EXERCISE DATA:
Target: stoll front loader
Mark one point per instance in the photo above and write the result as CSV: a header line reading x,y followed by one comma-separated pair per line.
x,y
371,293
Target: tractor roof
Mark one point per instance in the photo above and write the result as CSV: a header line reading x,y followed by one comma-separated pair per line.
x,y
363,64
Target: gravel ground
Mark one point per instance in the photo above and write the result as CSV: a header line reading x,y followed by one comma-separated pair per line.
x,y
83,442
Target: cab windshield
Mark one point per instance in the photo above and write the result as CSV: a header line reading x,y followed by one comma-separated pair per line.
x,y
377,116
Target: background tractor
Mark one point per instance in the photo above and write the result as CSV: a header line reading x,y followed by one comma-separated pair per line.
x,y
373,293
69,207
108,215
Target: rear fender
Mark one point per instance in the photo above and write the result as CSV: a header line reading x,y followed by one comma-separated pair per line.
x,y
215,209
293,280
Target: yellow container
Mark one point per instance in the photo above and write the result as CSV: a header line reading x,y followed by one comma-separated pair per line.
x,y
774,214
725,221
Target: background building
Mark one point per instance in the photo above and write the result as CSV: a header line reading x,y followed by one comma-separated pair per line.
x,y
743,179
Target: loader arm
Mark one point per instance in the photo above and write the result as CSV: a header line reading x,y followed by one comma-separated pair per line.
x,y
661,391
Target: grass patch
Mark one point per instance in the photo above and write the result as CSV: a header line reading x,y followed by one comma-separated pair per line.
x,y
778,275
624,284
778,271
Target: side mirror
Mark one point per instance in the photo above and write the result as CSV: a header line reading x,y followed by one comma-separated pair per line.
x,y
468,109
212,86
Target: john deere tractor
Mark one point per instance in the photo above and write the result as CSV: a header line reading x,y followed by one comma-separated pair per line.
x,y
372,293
---
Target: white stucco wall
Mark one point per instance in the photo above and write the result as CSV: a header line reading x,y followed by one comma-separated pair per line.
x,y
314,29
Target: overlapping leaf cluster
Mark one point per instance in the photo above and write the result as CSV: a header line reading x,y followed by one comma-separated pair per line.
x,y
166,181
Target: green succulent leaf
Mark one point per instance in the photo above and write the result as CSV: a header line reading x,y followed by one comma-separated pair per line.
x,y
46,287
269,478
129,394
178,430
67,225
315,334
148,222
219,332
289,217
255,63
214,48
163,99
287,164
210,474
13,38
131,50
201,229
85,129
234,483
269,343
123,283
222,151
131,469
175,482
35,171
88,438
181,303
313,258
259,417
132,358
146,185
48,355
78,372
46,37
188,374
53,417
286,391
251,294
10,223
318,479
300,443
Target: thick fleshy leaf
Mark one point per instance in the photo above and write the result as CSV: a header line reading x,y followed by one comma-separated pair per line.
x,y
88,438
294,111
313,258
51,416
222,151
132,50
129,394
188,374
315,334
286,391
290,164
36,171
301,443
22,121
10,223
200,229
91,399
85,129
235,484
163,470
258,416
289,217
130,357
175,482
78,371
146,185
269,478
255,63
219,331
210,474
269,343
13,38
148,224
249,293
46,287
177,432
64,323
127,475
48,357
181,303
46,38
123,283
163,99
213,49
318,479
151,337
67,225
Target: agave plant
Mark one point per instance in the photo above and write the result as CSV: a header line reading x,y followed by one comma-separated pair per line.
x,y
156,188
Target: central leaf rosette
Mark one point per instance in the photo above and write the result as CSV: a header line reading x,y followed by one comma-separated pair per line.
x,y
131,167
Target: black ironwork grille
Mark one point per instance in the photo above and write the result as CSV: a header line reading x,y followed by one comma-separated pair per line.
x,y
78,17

TO BE DONE:
Count the lines in the items above that contain the word "loader", and reply with that number alone.

PROBLEM SOLUTION:
2